> **FRAGMENTO DEL DOCUMENTO**
--------------------------------
Respecto al primero es evidente que se dio cuenta rápidamente de las consecuencias que tendría para la geopolítica mundial el desarrollo de las armas de destrucción masiva y que, como dice Watson, no consiguió ninguno de sus propósitos. Lógico, ya que no coincidían los mismos con los de quienes, de verdad, detentaban el poder. En mi opinión el científico que tenía más claro como funciona el Poder era James Chadwick, pero su claridad de ideas no le inspiró ninguna repugnancia moral hacia ese mismo Poder.
No obstante, antes de que se iniciara el proyecto Manhattan y cuando EE.UU. ni siquiera había entrado en la guerra, ya hubo alguien que pensó lo mismo que Bohr y lo publicó (eso sí, en un «pulp»). Se trataba de alguien que no era científico, aunque tenía una muy sólida preparación en ingeniería y me ha extrañado que Watson no lo cite en ningún momento (no en la marcha de Manhattan, pero sí en las consecuencias políticas).
Es verdad que, como esa idea surgió en un mundillo alejado del académico y del Poder, puede que a Watson jamás le llegara. En realidad no mucha gente se enteró y menos la comprendió en su día.
En mayo de 1.941 Astounding, la revista cimera de la ciencia-ficción norteamericana por entonces, editó «Solución Insatisfactoria» de Robert A. Heinlein (apareció con un seudónimo, pues ya había otro relato de Heinlein, firmado con su nombre, en el mismo número). Ese relato contiene todos los aspectos de lo que pasó después (excepto que el arma de destrucción masiva no es una bomba, sino polvo radioactivo, algo que también contemplaron los primeros científicos atómicos, y se lanza sobre Berlín y no sobre Japón). Aparece la destrucción mutua asegurada y una guerra atómica entre EE.UU, y Rusia. Guerra que desencadena un control del arma por una instancia militar dictatorial, pero internacional, para que no haya carrera de armamentos y una destrucción total.
La conclusión de Heinlein, escritor de mucho talento, pero tachado frecuentemente de parafascista (con razón a mi entender, colaboró con la administración Reagan y le hubieran encantado muchas cosas, no todas, de Trump), se distancia de lo que hubiera deseado Bohr, quien jamás habría subordinado las instancias civiles a las militares, aunque también peca de ilusoria. En cambio se parecen mucho sus ideas sobre lo que se avecinaba y Heinlein lo dijo antes.
Ya sé que el mundillo de la ci-fi parece cosa de friquis (no me importa confesar que soy un gran aficionado) y en buena medida lo es hoy en día. Pero no siempre fue así y creo que el relato de Heinlein hubiese merecido la consideración de Watson.
No pienso lo mismo de otra, digamos colisión, entre la ci-fi y el proyecto Manhattan. Me refiero al relato «Deadline», de Cleve Cartmill, en el Astounding de marzo de 1.944. En el mundillo ci-fi esto es mucho más conocido que lo de Heinlein, pues intervino el FBI para goce del editor de Astounding (John W. Campbell jr.), que era un anticomunista recalcitrante y le sacó mucho jugo al asunto durante años. Sin embargo, las implicaciones del relato están lejos de ser tan profundas como las de «Solución Insatisfactoria».
--------------------------------
> **DATOS PROPORCIONADOS**
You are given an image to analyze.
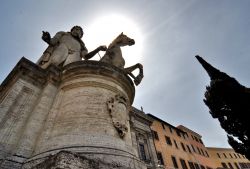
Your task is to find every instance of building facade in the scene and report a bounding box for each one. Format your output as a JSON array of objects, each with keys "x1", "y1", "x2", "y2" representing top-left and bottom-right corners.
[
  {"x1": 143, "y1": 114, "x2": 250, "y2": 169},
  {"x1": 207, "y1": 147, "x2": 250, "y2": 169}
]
--------------------------------
> **TAREAS PENDIENTES**
1 – Resume en dos oraciones el fragmento sobre Heinlein y el proyecto Manhattan.
2 – Prosigue el fragmento sobre Heinlein y el proyecto Manhattan a partir de su última oración.

> **RESULTADOS POR TAREA**
1 – En mayo de 1941, Astounding publicó «Solución Insatisfactoria» de Robert A. Heinlein, un relato que ya planteaba la destrucción mutua asegurada, una guerra atómica entre EE.UU. y Rusia y un control militar internacional del arma, y que, según el fragmento, habría merecido la consideración de Watson. El fragmento menciona también «Deadline», de Cleve Cartmill, publicado en marzo de 1944 y más conocido en el mundillo de la ciencia ficción por la intervención del FBI, aunque sus implicaciones son mucho menos profundas.

2 –
Sobre el otro héroe de Watson, Fuchs, no me extiendo. Se hizo comunista, y nunca flaqueó, en base al antifascismo, como muchos otros, por ejemplo Kim Philby. Como ellos luchó en una guerra solitaria, difícil e imprescindible (te adjunto algo que escribí hace años, para que tengas claro lo que pienso de ese tipo de guerra). Y siempre cumplió con su deber de antifascista y comunista. Lo hizo ayudando en el proyecto con todo su saber y entender y lo hizo comunicando todo lo que podía al aliado del día, a quien se veía ya como el enemigo de mañana.
En resumen, he aprendido mucho en el libro de Watson y no creo que le empequeñezca, si bien le hubiese mejorado, el no mencionar lo de Heinlein (por más que este no llegue a la gran categoría de Bohr).
Sí he observado un par de errores de detalle (puede que haya alguno más que yo sea incapaz de advertir), que no afectan nada al conjunto.
Uno está en la página 94, donde dice que Eric Welsh estaba casado con una descendiente de Edvard Grieg. Esto es imposible, ya que Grieg tuvo una única hija que murió en la infancia. Sí es posible que estuviese casado con alguna descendiente de la familia, pues la familia Grieg aún ahora mismo sigue habitando en Bergen.
El otro está en la página 410, donde se mezcla a la ONU (que fue, por la ausencia intencionada del representante soviético en el Consejo de Seguridad, quien solicitó tropas para intervenir en Corea) con la OTAN, que había nacido apenas un año antes y que, a diferencia de hoy en día, no contemplaba estatutariamente intervenir en un escenario tan alejado del Atlántico. Peor es lo de hablar, ¡en 1.950!, de 5 divisiones de la Bundeswehr en Corea.
Bueno, espero no haberte aburrido demasiado con mis manías. Voy a volver a lo que tengo entre manos.
Suerte en todo y ojalá que pronto podamos coincidir en la calle.
Ernesto Gómez
PS: ¿QUIÉN ERA EL CORONEL ABEL?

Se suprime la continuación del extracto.